## START Reading text

Bally Artillery
By John W. Rhodes
Creative Computing, August 1982, Pages 191-192.


----------------------------------------

From: Adam Trionfo
To: ballyalley@yahoogroups.com
Sent: Thursday, June 7, 2018 6:39 PM
Subject: Added "Bally Artillery" from Creative Computing Magazine

I was browsing random issues of "Creative Computing this afternoon when I came across a game that I had never heard of before today: "Bally Artillery" by John W. Rhodes.  This game isn't to be confused with "Artillery Duel" by John Perkins.  Both have the same idea, but they are completely different programs.

Even though this game was published in August 1982, the author seems to imply in his write-up that it was written in late 1978 or early 1979, shortly after he got his Bally Arcade.  This program isn't digitally archived as a WAV file (and likely won't ever be found on tape), so you'll have to type this one into BASIC in order to play it.  You can view the "Bally Artillery" article with the type-in program, here:

http://www.ballyalley.com/type-in_programs/basic/basic.html#BallyArtilleryBASICTypeIn

Here are the authors notes from the "Bally Artillery" article:

"In December of 1978 I was ready to buy my first computer system, but my requirements were not easy to meet. I wanted something that could handle arcade-quality games, had high- resolution graphics capability, color display, and Basic in PROM.

"I was not satisfied with anything my local dealers had to show (no one I visited had a Compucolor. the Apple dealers were showing low-resolution only, and the Atari was only a rumor), but on the basis of the (somewhat premature) advertising for the keyboard/expansion unit. I decided to buy a Bally Professional Arcade. I could use Tiny Basic for a while, and turn it into a real" machine in just a few short months.

## END Reading text
## START Provided material

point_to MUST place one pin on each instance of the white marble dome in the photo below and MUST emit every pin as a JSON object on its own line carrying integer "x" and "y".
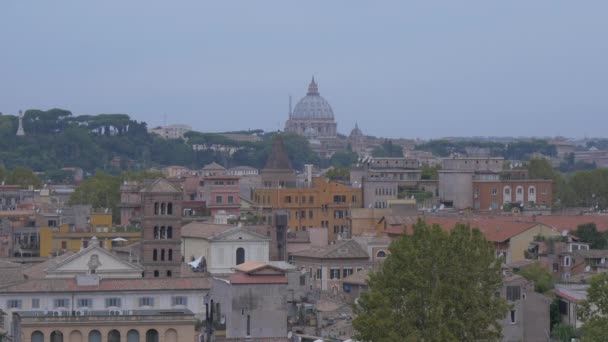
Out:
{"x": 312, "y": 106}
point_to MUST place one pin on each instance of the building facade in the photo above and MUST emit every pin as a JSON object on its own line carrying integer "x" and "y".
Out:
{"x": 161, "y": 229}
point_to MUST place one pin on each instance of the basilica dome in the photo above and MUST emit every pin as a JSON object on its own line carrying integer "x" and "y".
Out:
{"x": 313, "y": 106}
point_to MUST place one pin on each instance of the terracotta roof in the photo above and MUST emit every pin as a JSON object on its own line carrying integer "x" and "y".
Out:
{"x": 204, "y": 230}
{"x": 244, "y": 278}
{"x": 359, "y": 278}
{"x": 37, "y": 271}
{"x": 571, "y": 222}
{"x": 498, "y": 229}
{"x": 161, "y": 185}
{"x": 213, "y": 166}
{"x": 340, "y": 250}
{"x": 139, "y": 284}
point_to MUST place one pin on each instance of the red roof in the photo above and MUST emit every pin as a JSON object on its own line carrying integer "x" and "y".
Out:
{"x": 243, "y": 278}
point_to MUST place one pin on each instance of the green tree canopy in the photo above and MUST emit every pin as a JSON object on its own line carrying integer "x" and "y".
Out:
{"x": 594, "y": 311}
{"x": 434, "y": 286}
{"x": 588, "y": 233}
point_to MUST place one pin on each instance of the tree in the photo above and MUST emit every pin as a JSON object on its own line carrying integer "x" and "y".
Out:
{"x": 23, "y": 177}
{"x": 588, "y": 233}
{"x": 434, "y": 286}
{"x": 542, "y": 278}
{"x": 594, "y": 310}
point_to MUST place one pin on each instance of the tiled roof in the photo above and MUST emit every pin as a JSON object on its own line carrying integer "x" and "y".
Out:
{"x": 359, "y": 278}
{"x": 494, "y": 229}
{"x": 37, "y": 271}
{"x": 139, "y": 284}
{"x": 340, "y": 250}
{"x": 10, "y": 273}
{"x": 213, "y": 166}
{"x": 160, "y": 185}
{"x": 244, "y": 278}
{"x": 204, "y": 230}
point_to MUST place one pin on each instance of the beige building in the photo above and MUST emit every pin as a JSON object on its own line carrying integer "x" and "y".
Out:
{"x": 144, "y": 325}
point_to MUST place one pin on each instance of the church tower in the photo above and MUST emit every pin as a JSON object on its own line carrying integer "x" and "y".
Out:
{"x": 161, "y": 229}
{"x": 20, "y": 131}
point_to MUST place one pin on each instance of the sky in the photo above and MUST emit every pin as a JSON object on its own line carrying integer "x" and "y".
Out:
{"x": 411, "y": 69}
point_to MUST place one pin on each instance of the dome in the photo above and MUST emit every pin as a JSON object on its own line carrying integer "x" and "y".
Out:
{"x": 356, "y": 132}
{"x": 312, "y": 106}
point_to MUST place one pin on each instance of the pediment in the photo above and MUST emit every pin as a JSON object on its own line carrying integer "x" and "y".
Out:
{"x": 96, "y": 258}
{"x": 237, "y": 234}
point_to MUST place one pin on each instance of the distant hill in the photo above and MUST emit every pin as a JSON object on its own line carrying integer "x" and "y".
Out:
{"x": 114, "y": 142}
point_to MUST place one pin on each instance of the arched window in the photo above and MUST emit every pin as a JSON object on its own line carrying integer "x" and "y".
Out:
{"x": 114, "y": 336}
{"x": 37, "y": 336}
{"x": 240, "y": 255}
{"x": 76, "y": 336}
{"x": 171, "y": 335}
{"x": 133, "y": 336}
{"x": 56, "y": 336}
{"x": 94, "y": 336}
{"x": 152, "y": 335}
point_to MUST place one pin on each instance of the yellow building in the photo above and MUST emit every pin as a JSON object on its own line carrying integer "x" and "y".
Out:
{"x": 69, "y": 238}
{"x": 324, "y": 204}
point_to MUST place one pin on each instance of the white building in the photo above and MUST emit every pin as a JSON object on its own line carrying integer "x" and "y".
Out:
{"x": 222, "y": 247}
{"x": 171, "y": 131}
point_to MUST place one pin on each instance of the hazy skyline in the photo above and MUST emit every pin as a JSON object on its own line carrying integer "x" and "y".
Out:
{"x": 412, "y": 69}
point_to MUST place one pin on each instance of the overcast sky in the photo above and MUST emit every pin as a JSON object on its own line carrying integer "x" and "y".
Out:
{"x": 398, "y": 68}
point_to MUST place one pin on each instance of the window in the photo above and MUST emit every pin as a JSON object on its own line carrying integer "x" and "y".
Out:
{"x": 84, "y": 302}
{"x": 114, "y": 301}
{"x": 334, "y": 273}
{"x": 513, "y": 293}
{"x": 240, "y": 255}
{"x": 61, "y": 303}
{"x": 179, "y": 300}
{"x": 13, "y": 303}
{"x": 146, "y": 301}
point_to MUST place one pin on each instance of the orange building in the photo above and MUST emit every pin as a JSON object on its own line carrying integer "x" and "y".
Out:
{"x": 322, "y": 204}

## END Provided material

— Complete the following —
[A] Please rewrite the paragraph of the Bally Artillery text that begins "Even though this game was published" as a short list, keeping its main facts.
[B] In the Bally Artillery text, change "afternoon" to "morning" and write out the passage from "I was browsing" up to and including "completely different programs.".
The data has no connection to the Bally Artillery text.

— Responses to the exercise —
[A]
- The game was published in August 1982.
- The author's write-up seems to imply it was written in late 1978 or early 1979, shortly after he got his Bally Arcade.
- The program isn't digitally archived as a WAV file and likely won't ever be found on tape.
- To play it, you have to type it into BASIC.
- The "Bally Artillery" article with the type-in program can be viewed at a link.

[B]
I was browsing random issues of "Creative Computing this morning when I came across a game that I had never heard of before today: "Bally Artillery" by John W. Rhodes.  This game isn't to be confused with "Artillery Duel" by John Perkins.  Both have the same idea, but they are completely different programs.